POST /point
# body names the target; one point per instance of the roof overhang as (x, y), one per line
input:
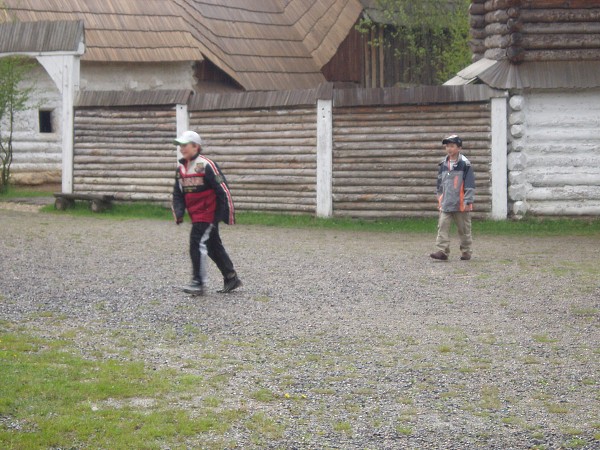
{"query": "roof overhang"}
(42, 38)
(530, 75)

What you need to do ▸ Counting only exact-case matches, how many lines in the items above contain the word "roof"? Reply with the number alone.

Solution below ▸ 2